▸ RECORDS
BEGIN
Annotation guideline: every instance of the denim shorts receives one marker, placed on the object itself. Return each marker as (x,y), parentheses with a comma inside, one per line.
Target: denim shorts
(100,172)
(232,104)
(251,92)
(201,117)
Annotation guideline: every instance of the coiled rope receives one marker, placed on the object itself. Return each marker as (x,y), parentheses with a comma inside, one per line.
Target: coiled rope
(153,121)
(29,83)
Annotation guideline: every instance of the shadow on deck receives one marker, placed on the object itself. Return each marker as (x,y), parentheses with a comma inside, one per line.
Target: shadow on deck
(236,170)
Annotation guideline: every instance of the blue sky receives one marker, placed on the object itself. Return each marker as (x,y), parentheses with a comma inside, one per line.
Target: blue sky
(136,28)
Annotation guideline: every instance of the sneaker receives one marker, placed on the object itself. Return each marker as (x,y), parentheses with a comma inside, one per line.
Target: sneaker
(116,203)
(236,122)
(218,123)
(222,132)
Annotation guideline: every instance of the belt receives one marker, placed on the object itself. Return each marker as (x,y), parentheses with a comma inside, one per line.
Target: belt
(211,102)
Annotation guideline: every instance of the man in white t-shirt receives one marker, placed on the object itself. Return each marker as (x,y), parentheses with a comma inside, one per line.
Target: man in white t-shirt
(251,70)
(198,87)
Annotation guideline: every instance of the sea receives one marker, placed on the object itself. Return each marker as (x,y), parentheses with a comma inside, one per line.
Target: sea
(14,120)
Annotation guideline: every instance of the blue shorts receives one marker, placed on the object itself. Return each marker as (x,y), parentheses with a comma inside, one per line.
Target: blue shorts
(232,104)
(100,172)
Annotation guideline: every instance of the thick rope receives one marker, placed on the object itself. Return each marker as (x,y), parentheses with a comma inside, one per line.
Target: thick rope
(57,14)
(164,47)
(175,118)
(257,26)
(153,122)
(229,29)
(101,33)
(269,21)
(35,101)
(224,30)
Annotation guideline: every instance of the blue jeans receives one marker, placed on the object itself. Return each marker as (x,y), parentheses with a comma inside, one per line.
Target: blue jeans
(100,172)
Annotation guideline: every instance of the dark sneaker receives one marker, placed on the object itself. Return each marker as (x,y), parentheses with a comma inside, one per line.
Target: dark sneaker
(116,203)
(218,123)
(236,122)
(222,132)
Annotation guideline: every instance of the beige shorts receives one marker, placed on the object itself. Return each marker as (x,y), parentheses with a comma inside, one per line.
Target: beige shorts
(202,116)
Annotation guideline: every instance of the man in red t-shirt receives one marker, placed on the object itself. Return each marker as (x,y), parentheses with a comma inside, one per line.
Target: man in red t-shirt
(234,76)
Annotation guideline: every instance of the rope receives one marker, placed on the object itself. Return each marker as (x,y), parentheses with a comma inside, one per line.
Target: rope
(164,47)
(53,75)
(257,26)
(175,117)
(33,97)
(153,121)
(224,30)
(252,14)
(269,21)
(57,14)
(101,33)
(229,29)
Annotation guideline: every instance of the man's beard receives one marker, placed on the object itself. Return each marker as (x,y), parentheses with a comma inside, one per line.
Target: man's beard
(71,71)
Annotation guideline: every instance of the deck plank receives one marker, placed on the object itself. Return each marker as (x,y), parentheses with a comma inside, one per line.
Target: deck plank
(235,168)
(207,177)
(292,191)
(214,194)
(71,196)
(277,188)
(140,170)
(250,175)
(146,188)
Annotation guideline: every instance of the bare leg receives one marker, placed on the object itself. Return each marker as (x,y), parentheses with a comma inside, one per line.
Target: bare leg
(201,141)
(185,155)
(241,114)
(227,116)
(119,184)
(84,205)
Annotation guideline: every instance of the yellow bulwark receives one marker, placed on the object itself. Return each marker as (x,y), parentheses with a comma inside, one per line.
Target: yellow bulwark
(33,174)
END
▸ TASK DESCRIPTION
Reproduce the entries above exactly.

▸ ANSWER FOR THE TASK
Annotation guideline: every instance of the denim shorts receives one marker, placed on the object itself. Return each marker as (x,y), parentheses with a comma inside, one per line.
Target: denim shorts
(100,172)
(232,104)
(251,92)
(201,117)
Annotation guideline: every instance of the coiled rope receives one marker, placed on the object itself. Return each marker as (x,y), parentheses with a comma inside, one per line.
Target: coiled rope
(153,121)
(29,83)
Annotation guideline: every instance of the shadow on deck receives one marker, placed on the object itself. Return each marker as (x,y), parentheses with a comma inside, one per line.
Target: shadow on deck
(236,170)
Annotation guideline: every instance of the blue sky receives one marker, placed on the object itself. Return each marker as (x,y), parentheses with a comma inside, one per line.
Target: blue sky
(136,28)
Annotation guideline: every instance of the sneaker receives one marker, placed on the object itself. Return each marker as (x,y), parentheses with a comma inside, one per line.
Target: sneaker
(116,203)
(236,122)
(218,123)
(222,132)
Annotation guideline: every instance of the belt receives one marker, placed on the object itself. Return each marker as (x,y), parentheses with a comma inside, one per line.
Target: belt
(211,102)
Annotation guideline: every instance of the man in white t-shirt receives one marker, placed on the object itself. Return each marker as (x,y), parentheses with a comma inside, one per line.
Target: man in white t-shirt
(251,70)
(198,87)
Annotation guideline: every instance of the sea receives one marker, placed on the object itself. Return each marker as (x,y), parentheses with a comma inside, one per line.
Target: sea
(14,120)
Annotation guideline: every instance of the blue shorts receives one marker, placed on the object itself. Return each marker as (x,y), parentheses with a comma inside, one per line.
Target: blue shorts
(232,104)
(100,172)
Annotation guideline: every instance of the thick rope receives one marker, placed on the object itself. Return each marker as (x,y), parentheses with a comma inside, one per line.
Target: thick rope
(57,14)
(164,47)
(175,118)
(257,26)
(153,122)
(229,29)
(101,33)
(269,21)
(35,101)
(224,30)
Annotation guideline: every instance of the blue jeans receives one marker, placed on the object itself. Return each marker as (x,y), parentheses with a comma inside, one per line.
Target: blue jeans
(100,172)
Annotation guideline: every instance of the dark sneaker receives one marker, placed on the object itself. Return each marker as (x,y), parentheses with a comma inside, one per line.
Target: dark sneaker
(116,203)
(218,123)
(236,122)
(222,132)
Annotation guideline: every instance of the beige shorts receives one marker, placed on the object itself. Return each marker as (x,y), parentheses with a comma inside, one per line.
Target: beige shorts
(202,116)
Annotation guideline: every instance of the man in red t-shirt receives one marker, placed on the object itself. Return each marker as (x,y), parentheses with a comma inside, one per line.
Target: man in red t-shirt
(234,76)
Annotation guideline: every instance of the rope receives one marker, placed on the object itself. Return each marker as (x,y), parentheses with a comma inside, one per line.
Target: rope
(164,47)
(53,75)
(257,26)
(175,117)
(33,97)
(153,121)
(224,30)
(252,14)
(269,21)
(57,14)
(101,33)
(229,29)
Annotation guideline: every instance of the man's beard receives one marker, placed on the object itself. Return each marker as (x,y), parentheses with a comma inside, one per line.
Target: man's beard
(71,71)
Annotation guideline: every instance of the deck plank receives one marker, placed on the object itself. Return each marker as (x,y), parentheses with a comma inside, one per line.
Target: deck plank
(235,168)
(207,177)
(292,191)
(214,194)
(71,196)
(277,188)
(140,170)
(250,175)
(146,188)
Annotation guideline: every instance of the bare leg receives one marker, placed on the object itself. Return each marker as (x,y), parentheses with a comma inside, one per line.
Target: bare leg
(201,141)
(185,155)
(241,114)
(227,116)
(119,184)
(84,205)
Annotation guideline: every instance of the yellow bulwark receives one marker, placed on the object itself. Return each marker as (x,y), parentheses with a comma inside, one per line.
Target: yellow bulwark
(33,174)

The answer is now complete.